===== Provided entries =====
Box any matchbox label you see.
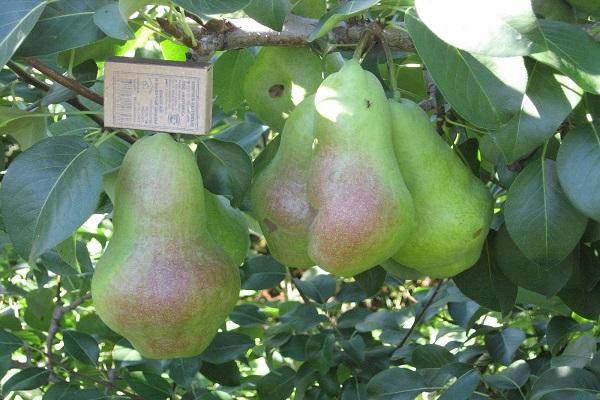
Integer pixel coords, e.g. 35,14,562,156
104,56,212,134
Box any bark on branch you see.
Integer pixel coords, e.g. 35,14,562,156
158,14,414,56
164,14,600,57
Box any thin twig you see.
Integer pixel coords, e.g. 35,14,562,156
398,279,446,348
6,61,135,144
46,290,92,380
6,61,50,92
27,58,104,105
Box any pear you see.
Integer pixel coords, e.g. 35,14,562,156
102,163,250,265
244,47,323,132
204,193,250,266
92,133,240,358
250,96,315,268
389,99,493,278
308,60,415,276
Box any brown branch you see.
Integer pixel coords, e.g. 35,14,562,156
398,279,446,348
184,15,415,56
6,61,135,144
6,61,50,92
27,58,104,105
=====
===== Provided entries =====
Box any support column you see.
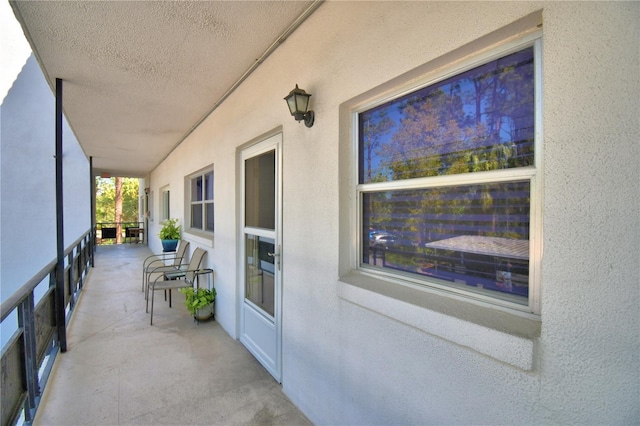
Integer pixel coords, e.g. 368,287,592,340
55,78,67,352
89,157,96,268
=====
● Task to complete: Copy out the part that opens with the line containing "Box any support column you see." and closes with the line containing "89,157,96,268", both ends included, exactly as they appear. Omit the pictures from your answer.

● Right answer:
Box any support column you see.
Integer pixel coords, e.g. 368,287,592,340
55,78,67,352
89,157,96,268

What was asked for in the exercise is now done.